**What the task requires:** Report how many rows of the records contain the string "line", treating uppercase and lowercase letters as different, and give only the number.

Collected data entries:
-- -- --

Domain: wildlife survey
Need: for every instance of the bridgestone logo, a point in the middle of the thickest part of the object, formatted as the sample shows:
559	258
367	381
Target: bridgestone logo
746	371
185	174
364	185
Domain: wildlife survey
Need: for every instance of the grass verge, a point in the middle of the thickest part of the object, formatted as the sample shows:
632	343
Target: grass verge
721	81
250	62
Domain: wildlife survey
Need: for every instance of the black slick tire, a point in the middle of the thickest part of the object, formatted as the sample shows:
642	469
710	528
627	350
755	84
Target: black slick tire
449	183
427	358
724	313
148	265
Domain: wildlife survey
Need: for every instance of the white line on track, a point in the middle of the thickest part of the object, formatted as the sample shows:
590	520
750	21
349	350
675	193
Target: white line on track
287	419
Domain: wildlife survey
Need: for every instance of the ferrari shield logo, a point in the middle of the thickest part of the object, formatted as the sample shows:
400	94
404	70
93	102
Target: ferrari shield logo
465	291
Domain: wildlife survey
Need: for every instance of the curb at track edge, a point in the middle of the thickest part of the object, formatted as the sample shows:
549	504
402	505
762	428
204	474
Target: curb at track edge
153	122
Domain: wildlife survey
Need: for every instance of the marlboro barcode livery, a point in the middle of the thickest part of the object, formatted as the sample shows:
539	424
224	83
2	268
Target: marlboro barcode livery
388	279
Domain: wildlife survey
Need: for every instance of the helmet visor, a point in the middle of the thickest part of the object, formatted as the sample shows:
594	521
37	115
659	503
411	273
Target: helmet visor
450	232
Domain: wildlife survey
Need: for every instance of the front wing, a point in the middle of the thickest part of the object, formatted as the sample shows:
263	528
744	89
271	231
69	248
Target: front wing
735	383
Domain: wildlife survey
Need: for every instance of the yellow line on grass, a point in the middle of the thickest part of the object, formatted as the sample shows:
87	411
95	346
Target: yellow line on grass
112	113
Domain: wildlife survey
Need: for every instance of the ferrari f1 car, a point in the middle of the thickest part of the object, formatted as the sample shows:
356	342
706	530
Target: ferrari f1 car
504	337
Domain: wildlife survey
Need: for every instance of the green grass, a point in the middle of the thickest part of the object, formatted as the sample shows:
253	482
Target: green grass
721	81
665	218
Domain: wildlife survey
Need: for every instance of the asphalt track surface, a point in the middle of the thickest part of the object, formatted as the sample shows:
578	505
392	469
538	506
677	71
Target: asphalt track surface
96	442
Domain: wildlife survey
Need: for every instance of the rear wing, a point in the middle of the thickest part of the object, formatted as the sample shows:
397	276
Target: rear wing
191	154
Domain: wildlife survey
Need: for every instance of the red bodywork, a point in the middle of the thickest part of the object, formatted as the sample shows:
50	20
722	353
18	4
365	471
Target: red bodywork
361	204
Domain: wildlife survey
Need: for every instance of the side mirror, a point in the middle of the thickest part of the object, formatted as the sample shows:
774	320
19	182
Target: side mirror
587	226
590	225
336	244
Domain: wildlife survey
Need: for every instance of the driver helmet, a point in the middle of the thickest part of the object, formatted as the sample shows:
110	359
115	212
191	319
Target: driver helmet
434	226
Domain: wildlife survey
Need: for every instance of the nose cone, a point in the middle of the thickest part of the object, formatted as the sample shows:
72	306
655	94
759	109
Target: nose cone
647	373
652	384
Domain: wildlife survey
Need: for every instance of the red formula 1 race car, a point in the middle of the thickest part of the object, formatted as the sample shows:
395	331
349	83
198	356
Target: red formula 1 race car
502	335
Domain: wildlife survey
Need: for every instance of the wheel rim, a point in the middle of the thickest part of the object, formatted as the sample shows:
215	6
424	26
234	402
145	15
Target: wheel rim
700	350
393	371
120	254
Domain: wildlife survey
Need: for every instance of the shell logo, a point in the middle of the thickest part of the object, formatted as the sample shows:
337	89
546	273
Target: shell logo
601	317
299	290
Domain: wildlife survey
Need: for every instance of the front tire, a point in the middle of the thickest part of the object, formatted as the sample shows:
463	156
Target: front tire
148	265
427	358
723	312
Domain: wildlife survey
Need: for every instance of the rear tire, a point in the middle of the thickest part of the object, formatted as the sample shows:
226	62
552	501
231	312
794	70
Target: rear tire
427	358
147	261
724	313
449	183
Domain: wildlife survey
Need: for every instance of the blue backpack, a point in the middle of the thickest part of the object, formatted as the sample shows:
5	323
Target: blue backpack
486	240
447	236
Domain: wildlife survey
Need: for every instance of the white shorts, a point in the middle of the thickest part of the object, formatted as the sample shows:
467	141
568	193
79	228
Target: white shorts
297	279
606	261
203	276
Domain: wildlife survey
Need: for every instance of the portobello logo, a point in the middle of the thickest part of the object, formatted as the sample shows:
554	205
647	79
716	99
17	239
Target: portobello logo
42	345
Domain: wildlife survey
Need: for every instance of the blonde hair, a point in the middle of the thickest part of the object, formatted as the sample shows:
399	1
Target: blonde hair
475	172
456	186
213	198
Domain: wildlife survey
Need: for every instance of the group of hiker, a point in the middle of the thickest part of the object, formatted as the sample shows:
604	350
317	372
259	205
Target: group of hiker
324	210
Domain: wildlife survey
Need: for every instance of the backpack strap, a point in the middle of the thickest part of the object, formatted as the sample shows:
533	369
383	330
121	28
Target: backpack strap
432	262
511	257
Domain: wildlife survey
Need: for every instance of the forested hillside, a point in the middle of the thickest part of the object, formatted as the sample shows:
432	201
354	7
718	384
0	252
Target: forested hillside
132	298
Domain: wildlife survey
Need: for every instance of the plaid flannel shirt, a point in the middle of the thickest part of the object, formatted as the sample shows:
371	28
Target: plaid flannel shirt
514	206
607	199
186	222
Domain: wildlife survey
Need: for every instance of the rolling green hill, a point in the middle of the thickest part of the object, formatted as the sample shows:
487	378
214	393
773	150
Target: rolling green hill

-- -- --

**Task output:** 4